* _What is needed_
Write the next part of the blog post about watching the movie Christine over Thanksgiving, starting right after its last line.

It seems to be turning into a new tradition. During the family Thanksgiving holiday up at the North Shore of Lake Superior, we watch an old movie involving an evil vehicle and then I blog about it. Strange, huh? Last year it was Duel. This year, we watched John Carpenter’s/Stephen King’s Christine. I enjoyed it. Admittedly, the story, much like many of Stephen King’s, offers up a creepy dose of repressed sexual desire and the reduction of women to object (car/”pussy”). Just check out this trailer:
And memorable exchange from early in the film:
George LeBay: Her name’s Christine.
Arnie Cunningham: I like that.
Dennis Guilder: Come on Arnie, we gotta get goin’, huh?
George LeBay: My asshole brother bought her back in September ’57. That’s when you got your new model year, in September. Brand-new, she was. She had the smell of a brand-new car. That’s just about the finest smell in the world, ‘cept maybe for pussy.

* _Material supplied_
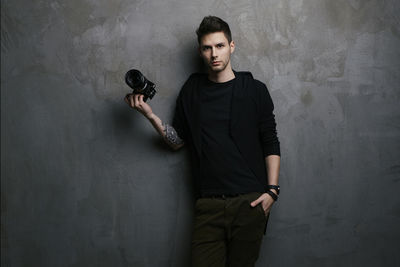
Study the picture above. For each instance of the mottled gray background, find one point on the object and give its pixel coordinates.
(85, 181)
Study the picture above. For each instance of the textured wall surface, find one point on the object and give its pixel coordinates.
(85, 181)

--

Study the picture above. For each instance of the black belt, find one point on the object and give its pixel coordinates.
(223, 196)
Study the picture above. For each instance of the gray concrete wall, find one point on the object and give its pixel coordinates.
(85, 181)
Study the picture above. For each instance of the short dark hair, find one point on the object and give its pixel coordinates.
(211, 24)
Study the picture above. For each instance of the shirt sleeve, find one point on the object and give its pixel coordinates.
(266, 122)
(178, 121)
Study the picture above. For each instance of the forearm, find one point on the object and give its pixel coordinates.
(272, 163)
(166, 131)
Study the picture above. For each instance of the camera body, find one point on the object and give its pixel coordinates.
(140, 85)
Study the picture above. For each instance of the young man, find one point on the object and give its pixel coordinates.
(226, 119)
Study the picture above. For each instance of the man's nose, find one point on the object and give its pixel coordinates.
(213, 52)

* _Output for this task_
But, even though I shuddered at some of the lines and was dismayed by the female characters’ roles in the film (let’s just say that this film doesn’t pass the Bechdel Test), I was entertained and intrigued as I thought about Christine in relation to my favorite John Carpenter film, Halloween. I’m not interested in devoting a lot of time to thinking through the parallels and contrasts in these films. I don’t have time now and I’m not sure Christine really merits that much scrutiny. Apparently I’m not alone in wanting to skip the in-depth critique. Just try googling critical analysis of Christine. It’s slim pickings. Instead of a lengthy post, I’ll post just a few thoughts that arise when I put Halloween and Christine beside each other.
But. before offering those thoughts, here are brief summaries of each movie (SPOILER ALERT!!):
Halloween: Nerdy girl is taunted by her mean friends over her lack of boyfriend. While these friends have sex (or make plans to have sex) with their boyfriends and are subsequently killed by an escaped mental patient on Halloween night, she babysits and uses her wits (and crafty skills as a knitter) to fend off the killer and live to do the sequel.
(bonus summary) Boy kills sister after watching her have sex. Is locked up in mental hospital. Escapes and returns home 15 years later. Kills several teenagers after watching them have sex. Tries to kill the lone teenage virgin, played by Jamie Lee Curtis. He fails and she lives to star in the sequel and subsequent Activia commercials.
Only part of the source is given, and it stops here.